Reproduce the entries exactly.
** Provided records follows **
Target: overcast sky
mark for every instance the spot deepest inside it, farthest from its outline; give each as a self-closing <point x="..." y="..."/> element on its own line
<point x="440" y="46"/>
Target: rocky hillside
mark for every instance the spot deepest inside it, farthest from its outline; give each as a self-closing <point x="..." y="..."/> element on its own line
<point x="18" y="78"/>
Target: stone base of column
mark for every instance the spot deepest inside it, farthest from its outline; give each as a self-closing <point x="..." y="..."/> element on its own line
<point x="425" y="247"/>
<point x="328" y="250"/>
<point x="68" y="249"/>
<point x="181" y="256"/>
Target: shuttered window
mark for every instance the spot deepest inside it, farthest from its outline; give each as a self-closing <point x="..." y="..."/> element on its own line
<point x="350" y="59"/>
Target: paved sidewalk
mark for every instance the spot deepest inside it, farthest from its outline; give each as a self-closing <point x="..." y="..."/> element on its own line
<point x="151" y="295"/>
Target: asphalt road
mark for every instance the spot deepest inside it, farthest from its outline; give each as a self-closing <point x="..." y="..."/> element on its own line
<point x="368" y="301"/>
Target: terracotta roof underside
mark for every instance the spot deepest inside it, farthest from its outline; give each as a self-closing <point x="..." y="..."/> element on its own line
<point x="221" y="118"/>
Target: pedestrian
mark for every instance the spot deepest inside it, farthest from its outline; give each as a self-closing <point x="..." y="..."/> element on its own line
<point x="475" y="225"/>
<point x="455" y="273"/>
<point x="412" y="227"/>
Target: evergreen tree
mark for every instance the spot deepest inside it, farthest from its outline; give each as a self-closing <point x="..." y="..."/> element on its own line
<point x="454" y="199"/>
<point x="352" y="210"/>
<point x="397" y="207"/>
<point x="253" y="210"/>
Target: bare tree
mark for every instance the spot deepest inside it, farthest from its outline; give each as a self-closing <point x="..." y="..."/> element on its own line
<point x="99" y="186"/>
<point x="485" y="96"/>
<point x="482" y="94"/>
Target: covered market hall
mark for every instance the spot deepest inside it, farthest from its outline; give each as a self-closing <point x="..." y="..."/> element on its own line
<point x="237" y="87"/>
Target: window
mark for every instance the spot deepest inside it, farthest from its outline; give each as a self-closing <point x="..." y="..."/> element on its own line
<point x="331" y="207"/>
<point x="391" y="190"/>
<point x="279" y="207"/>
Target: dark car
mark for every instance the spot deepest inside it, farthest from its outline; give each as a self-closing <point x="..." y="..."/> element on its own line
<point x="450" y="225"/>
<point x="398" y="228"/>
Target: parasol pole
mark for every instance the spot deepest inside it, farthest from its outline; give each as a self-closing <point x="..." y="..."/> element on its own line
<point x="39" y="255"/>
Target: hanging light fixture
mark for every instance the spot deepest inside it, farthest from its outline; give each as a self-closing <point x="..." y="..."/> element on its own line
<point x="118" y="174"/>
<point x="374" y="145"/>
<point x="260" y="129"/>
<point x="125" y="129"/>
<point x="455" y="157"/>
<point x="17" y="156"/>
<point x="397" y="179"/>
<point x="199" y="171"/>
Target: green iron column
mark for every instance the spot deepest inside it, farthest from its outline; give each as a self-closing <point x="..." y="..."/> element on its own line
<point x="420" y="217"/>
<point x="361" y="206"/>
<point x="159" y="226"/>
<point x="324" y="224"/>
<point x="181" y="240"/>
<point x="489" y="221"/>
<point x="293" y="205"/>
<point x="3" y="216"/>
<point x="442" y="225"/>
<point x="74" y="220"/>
** End of Provided records **
## Result:
Target: overcast sky
mark for every instance the spot deepest inside it, farthest from its outline; give each as a self-closing <point x="..." y="..."/> element on its own line
<point x="440" y="46"/>
Target: rocky hillside
mark for every instance the spot deepest inside it, farthest from its outline; give each as a self-closing <point x="..." y="..."/> element on its own line
<point x="18" y="78"/>
Target: stone base of column
mark for every instance the spot deepest inside it, farthest from its outline; give each as a self-closing <point x="..." y="..."/> element on its own line
<point x="425" y="247"/>
<point x="328" y="250"/>
<point x="68" y="249"/>
<point x="181" y="256"/>
Target: shuttered window
mark for every instance the spot deepest inside it, farthest from its outline; give each as a self-closing <point x="..." y="..."/> element on its own line
<point x="350" y="59"/>
Target: paved sidewalk
mark for every instance the spot deepest inside it, farthest from its outline; give each as a self-closing <point x="..." y="..."/> element on its own line
<point x="151" y="295"/>
Target: asphalt road
mark for every instance the spot deepest inside it, farthest from its outline; give each as a self-closing <point x="..." y="..."/> element on its own line
<point x="368" y="301"/>
Target: terracotta roof underside
mark for every instance the spot deepest inside it, farthest from its outline; give each as a self-closing <point x="..." y="..."/> element on its own line
<point x="221" y="118"/>
Target: pedestrian
mark for every instance the spot deepest inside it, farthest from its outline; give each as a self-closing <point x="..." y="..."/> element on its own line
<point x="475" y="225"/>
<point x="455" y="273"/>
<point x="412" y="227"/>
Target: evergreen tree
mark for every instance the spot deepest inside it, farthest from its outline; give each as a self-closing <point x="..." y="..."/> element on its own line
<point x="454" y="199"/>
<point x="352" y="210"/>
<point x="397" y="207"/>
<point x="253" y="210"/>
Target: bare tree
mark for every instance the spot deepest inside it, farthest from its outline; give each as a self-closing <point x="..." y="..."/> element on its own line
<point x="99" y="186"/>
<point x="485" y="96"/>
<point x="482" y="94"/>
Target: covered market hall
mark for every instance the spot deepest inside it, farthest from its outline; give each as a self-closing <point x="..." y="..."/> element on its own line
<point x="237" y="87"/>
Target: window
mark for every instance the spot deepest inside it, farthest from its outline; give each as a self-closing <point x="..." y="..."/> element on its own line
<point x="331" y="207"/>
<point x="391" y="190"/>
<point x="279" y="207"/>
Target: dark car
mark for every instance the spot deepest inside it, farthest from its outline; give each as a self-closing <point x="..." y="..."/> element on its own line
<point x="450" y="225"/>
<point x="398" y="228"/>
Target: parasol pole
mark for every instance the spot deepest inside it, farthest from its outline; give each as a self-closing <point x="..." y="..."/> element on its own line
<point x="39" y="255"/>
Target: hanging light fixture
mark for every instance the spot deepest inside it, farthest from its outline; give each as a self-closing <point x="..." y="..."/> element on its own line
<point x="118" y="174"/>
<point x="374" y="145"/>
<point x="260" y="129"/>
<point x="125" y="129"/>
<point x="455" y="157"/>
<point x="17" y="156"/>
<point x="397" y="179"/>
<point x="199" y="171"/>
Target: green iron column
mark for every instance the spot deepest inside it, farthest from its outline; give each as a self-closing <point x="..." y="..."/> element on its own line
<point x="420" y="217"/>
<point x="361" y="206"/>
<point x="159" y="226"/>
<point x="324" y="224"/>
<point x="181" y="240"/>
<point x="489" y="221"/>
<point x="293" y="205"/>
<point x="3" y="216"/>
<point x="442" y="225"/>
<point x="74" y="220"/>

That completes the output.